--- START OF Data shown ---

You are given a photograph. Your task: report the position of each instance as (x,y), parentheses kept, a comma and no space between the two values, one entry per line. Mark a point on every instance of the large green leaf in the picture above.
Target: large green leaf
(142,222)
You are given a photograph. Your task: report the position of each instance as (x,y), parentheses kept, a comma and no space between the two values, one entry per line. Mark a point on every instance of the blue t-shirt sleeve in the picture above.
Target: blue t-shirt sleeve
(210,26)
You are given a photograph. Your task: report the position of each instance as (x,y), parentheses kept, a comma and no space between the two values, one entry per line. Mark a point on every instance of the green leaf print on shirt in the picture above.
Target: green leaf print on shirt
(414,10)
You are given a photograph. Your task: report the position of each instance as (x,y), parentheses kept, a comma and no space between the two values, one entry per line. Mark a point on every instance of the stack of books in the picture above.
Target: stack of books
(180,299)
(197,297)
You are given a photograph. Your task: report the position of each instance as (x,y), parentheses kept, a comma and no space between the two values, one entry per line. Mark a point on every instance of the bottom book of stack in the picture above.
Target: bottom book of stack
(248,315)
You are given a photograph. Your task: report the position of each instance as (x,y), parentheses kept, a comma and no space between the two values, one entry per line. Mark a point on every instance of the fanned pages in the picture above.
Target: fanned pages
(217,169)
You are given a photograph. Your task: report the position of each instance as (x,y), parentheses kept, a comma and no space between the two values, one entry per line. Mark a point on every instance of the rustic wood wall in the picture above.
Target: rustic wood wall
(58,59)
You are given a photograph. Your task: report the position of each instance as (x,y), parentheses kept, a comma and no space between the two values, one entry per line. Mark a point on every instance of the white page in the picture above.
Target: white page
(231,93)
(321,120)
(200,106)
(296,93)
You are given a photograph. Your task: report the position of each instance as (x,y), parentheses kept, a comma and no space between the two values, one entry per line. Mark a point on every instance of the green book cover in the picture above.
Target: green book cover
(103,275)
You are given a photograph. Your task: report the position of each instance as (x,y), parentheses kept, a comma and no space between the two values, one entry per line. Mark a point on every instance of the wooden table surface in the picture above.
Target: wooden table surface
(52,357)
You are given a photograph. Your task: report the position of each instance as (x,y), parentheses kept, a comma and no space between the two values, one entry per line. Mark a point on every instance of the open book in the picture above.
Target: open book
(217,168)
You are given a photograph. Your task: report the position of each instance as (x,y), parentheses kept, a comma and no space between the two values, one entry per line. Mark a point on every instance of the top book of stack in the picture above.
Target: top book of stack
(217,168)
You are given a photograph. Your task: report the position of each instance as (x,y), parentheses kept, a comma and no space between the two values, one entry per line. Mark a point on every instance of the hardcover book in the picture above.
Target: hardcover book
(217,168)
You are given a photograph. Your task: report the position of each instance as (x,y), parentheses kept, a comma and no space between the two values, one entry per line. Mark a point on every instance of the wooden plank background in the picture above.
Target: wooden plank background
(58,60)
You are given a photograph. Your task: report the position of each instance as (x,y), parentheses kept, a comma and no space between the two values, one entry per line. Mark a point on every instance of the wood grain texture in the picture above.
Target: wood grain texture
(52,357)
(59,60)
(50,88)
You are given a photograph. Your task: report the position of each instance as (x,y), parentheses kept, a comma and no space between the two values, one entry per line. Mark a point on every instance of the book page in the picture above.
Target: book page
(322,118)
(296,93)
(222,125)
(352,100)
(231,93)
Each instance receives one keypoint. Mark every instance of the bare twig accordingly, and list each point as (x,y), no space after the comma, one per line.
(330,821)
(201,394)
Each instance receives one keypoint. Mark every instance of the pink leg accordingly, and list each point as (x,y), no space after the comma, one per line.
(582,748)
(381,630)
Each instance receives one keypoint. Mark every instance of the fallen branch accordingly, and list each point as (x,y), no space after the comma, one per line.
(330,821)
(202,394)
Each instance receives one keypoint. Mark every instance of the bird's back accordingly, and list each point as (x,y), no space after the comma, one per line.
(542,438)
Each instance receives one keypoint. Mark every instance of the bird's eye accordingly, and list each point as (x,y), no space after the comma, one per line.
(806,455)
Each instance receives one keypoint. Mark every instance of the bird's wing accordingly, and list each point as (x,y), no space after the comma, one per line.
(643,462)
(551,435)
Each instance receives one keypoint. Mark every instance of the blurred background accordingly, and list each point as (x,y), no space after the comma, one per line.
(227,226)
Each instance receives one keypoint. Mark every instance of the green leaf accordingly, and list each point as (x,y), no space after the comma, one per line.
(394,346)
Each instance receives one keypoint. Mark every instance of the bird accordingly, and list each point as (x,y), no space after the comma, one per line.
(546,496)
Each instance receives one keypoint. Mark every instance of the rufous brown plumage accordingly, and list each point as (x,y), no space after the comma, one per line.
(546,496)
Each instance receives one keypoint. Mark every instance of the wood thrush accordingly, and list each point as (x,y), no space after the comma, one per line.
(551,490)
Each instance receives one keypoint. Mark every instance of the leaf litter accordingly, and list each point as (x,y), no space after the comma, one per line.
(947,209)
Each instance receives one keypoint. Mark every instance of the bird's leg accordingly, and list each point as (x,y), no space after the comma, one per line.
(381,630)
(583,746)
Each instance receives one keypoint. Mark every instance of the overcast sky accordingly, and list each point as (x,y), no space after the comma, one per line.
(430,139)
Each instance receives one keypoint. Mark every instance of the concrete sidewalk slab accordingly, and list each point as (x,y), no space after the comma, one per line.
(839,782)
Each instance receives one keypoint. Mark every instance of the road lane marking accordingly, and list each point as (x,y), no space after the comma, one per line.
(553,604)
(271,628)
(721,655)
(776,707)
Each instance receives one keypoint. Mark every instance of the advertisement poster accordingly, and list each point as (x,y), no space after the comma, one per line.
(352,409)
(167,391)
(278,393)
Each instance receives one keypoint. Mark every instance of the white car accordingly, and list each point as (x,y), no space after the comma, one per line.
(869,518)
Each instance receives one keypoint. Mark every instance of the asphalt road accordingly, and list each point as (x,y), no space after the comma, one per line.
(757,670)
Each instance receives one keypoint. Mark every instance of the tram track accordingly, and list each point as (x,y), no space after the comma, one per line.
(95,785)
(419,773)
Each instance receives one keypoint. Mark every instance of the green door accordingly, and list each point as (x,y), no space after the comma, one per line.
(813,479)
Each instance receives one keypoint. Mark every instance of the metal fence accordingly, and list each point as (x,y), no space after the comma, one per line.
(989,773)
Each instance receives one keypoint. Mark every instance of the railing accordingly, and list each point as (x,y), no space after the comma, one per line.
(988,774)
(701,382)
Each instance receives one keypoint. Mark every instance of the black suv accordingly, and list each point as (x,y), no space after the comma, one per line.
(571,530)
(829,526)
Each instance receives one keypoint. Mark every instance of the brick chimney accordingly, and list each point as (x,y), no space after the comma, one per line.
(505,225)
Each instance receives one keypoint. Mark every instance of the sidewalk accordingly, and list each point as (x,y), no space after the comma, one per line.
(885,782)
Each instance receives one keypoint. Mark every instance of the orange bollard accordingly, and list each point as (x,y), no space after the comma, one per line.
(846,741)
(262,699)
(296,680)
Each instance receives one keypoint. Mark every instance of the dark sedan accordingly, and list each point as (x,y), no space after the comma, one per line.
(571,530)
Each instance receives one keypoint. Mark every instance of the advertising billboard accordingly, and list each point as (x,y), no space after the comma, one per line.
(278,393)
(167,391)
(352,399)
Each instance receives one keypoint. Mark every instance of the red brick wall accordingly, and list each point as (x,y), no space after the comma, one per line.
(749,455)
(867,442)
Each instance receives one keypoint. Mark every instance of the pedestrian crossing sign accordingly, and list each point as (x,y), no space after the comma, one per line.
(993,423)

--- END OF Data shown ---

Your goal
Copy every entry above word for word, changing nothing.

Solution to the problem
You are given a photograph. Your task: report the position of each instance as (x,y), parentheses kept, a comma and no space between the two values, one entry per line. Mark a point on every instance of the large green leaf in the picture above.
Target: large green leaf
(142,222)
You are given a photograph. Your task: report the position of each instance as (x,y), parentheses kept, a comma and no space between the two values, one entry per line. Mark a point on every instance of the blue t-shirt sleeve in the picture above.
Target: blue t-shirt sleeve
(210,26)
You are given a photograph. Your task: report the position of each instance as (x,y), parentheses kept, a comma and no space between the two values, one entry per line. Mark a point on every instance of the green leaf print on shirt in the picture above.
Target: green leaf print on shirt
(414,10)
You are given a photograph. Your task: report the position of each instance as (x,y), parentheses kept, a comma and no space between the two values, one entry per line. Mark a point on every instance of the stack of books in the picture above.
Target: stack of books
(180,299)
(197,297)
You are given a photograph. Your task: report the position of each instance as (x,y), parentheses kept, a comma and no space between the two values, one entry per line. Mark a point on every instance of the bottom book of stack in the picture above.
Target: bottom book of stack
(248,315)
You are given a photograph. Your task: report the position of each instance as (x,y), parentheses kept, a comma and no space between the two values, one entry per line. Mark a point on every instance of the fanned pages in the picture above.
Target: fanned pages
(217,169)
You are given a photograph. Your task: report the position of each instance as (x,y), parentheses kept, a comma and no space between the two values, one entry per line. Mark a point on every instance of the rustic wood wall in the picture above.
Target: rustic wood wall
(58,59)
You are given a photograph. Your task: report the position of each instance as (x,y), parentheses kept, a comma and no space between the two values, one entry per line. Mark a point on every instance of the white page in the picture above.
Target: white page
(231,93)
(321,120)
(200,106)
(296,93)
You are given a photograph. Your task: report the position of each instance as (x,y), parentheses kept, a comma and no space between the two values, one entry per line. Mark a point on every instance of the green book cover in the picture above.
Target: green book cover
(103,275)
You are given a photograph. Your task: report the position of each instance as (x,y), parentheses kept, a comma and no space between the two values, one entry per line. Mark a point on every instance of the wooden table surface in the picture above.
Target: wooden table surface
(52,357)
You are given a photograph. Your task: report the position of each instance as (x,y), parentheses kept, a comma and no space between the two values, one entry per line. Mark a point on every instance of the open book in the picture above.
Target: open book
(217,168)
You are given a photograph. Your task: report the position of each instance as (x,y), parentheses kept, a comma and no space between the two values, one entry per line. Mark a point on every instance of the top book of stack in the picture above.
Target: top book of stack
(217,168)
You are given a photograph. Your task: report the position of each instance as (x,y), parentheses kept, a comma and no space between the two values, one entry per line. Mark a point on every instance of the hardcover book in the picture above.
Target: hardcover book
(217,168)
You are given a photograph. Your task: report the position of each instance as (x,y), parentheses kept, a comma and no space between the two values, one entry per line. Mark a point on every instance of the wooden plank background in the picture above.
Target: wooden plank background
(58,60)
You are given a photograph. Your task: report the position of each instance as (x,y), parentheses kept, a comma and no space between the two values, one entry per line. Mark a point on every instance of the wood grain texture in the picture above.
Target: wood grain texture
(52,357)
(59,60)
(50,88)
You are given a photograph. Your task: report the position of each instance as (x,y), parentheses kept, a comma and no space between the two values, one entry per line. Mark a point on every instance of the book page in the picture above.
Target: book page
(322,118)
(296,93)
(222,125)
(352,100)
(231,93)
Each instance receives one keypoint. Mark every instance of the bare twig accordingly, and list each point as (x,y), no space after the comma, one per line.
(330,821)
(201,394)
Each instance receives one keypoint. Mark every instance of the pink leg accordingly, and list each point as (x,y), no space after the comma, one per line.
(582,748)
(381,630)
Each instance receives one keypoint. Mark every instance of the fallen branch accordingly, and list each point as (x,y), no space after the comma, one per line.
(330,821)
(202,394)
Each instance receives one keypoint. Mark every instance of the bird's back accordingly, and list each point as (x,y), no space after the comma, one per line.
(542,438)
Each instance receives one keypoint. Mark every instance of the bird's eye accordingly, and list each point as (x,y), no space after the comma, one per line.
(806,455)
Each instance receives one keypoint. Mark every instance of the bird's wing accordingly, and list each point as (x,y), no space after the comma, one per line.
(643,462)
(551,435)
Each instance receives one keypoint. Mark every instance of the blurred background accordingly, and list each point as (x,y), no space after the comma, one per line.
(227,226)
Each instance receives one keypoint. Mark every instance of the green leaf accordingly, and list each point as (x,y), no space after the comma, one per line.
(394,346)
Each instance receives one keypoint. Mark every instance of the bird accordingly, and list each point as (x,y), no space after the comma, one per line.
(546,496)
Each instance receives one keypoint. Mark every instance of the rufous brown plumage accordingly, and list each point as (x,y), no space after the comma, one per line.
(546,496)
Each instance receives one keypoint. Mark every instance of the wood thrush accordingly, and list each point as (x,y), no space after the comma, one per line.
(551,490)
Each instance receives one keypoint. Mark every instance of the leaf litter accordingly, and list each point as (x,y), no space after the comma, one per line.
(947,209)
Each instance receives one keypoint. Mark every instance of the bird's leg accordingly, and list each point as (x,y), no space after the comma, one per line.
(381,630)
(583,746)
Each instance receives one keypoint. Mark every instance of the overcast sky accordingly, and list each point as (x,y), no space after the comma, one per line.
(430,139)
Each instance receives one keypoint. Mark every instance of the concrete sidewalk slab accordingly, and list each point as (x,y), no space after the comma, one per line.
(839,782)
Each instance receives one keypoint. Mark every instance of the road lane marking accordingly, and list each point as (x,y), no space after the comma, one per line.
(553,604)
(271,628)
(721,655)
(776,707)
Each instance receives one keypoint. Mark every instance of the advertisement poster accordingly, and list each point as (x,y), no space after the comma, one per line.
(352,409)
(167,391)
(278,393)
Each instance receives one keypoint. Mark every instance of the white car accordingly, and list each point as (x,y), no space after the comma, one per line.
(869,518)
Each instance receives one keypoint. Mark every instance of the asphalt road accordingly, and list each point as (x,y), no space after the comma, one per line.
(757,670)
Each instance receives one keypoint. Mark every instance of the tram track accordingly, and list each point as (x,y), no space after the comma, one per line.
(95,785)
(419,773)
Each instance receives one keypoint. Mark every instance of the green door accordingly, and list each point as (x,y), no space after the comma, one per line.
(813,479)
Each instance receives one keypoint. Mark every instance of the metal fence accordingly, and list each point as (x,y), no space after the comma, one per line.
(989,773)
Each instance receives one keypoint. Mark every instance of the railing accordingly, and list each point as (x,y), no space after the comma, one per line.
(988,774)
(701,382)
Each instance receives one keypoint. Mark every instance of the black suv accordingly, and list each point as (x,y), no space after the comma, one per line.
(571,530)
(829,526)
Each instance receives one keypoint. Mark every instance of the brick chimney accordingly, and list each point as (x,y), no space after the comma, one per line.
(505,225)
Each instance receives one keypoint. Mark every instance of the sidewalk accordingly, and list each point as (x,y), no space after the comma, one per line.
(885,782)
Each instance receives one keypoint. Mark every instance of the orange bollard accordingly, and list each point as (x,y), no space after the comma, one per line.
(846,741)
(262,699)
(296,680)
Each instance receives one keypoint. Mark every instance of the dark sedan accordingly, and list each point as (x,y), no space after the comma, one per line.
(571,530)
Each instance receives one keypoint. Mark every instance of the advertising billboard accordingly, and list each point as (x,y), no space after the comma, one per line.
(278,393)
(167,391)
(352,399)
Each instance receives one keypoint. Mark every instance of the red brick wall accordingly, and list each point as (x,y), no space after the comma, one per line.
(749,455)
(867,442)
Each instance receives one keypoint. Mark every instance of the pedestrian crossing sign accordingly, and list each point as (x,y), no space after the comma, one per line.
(993,423)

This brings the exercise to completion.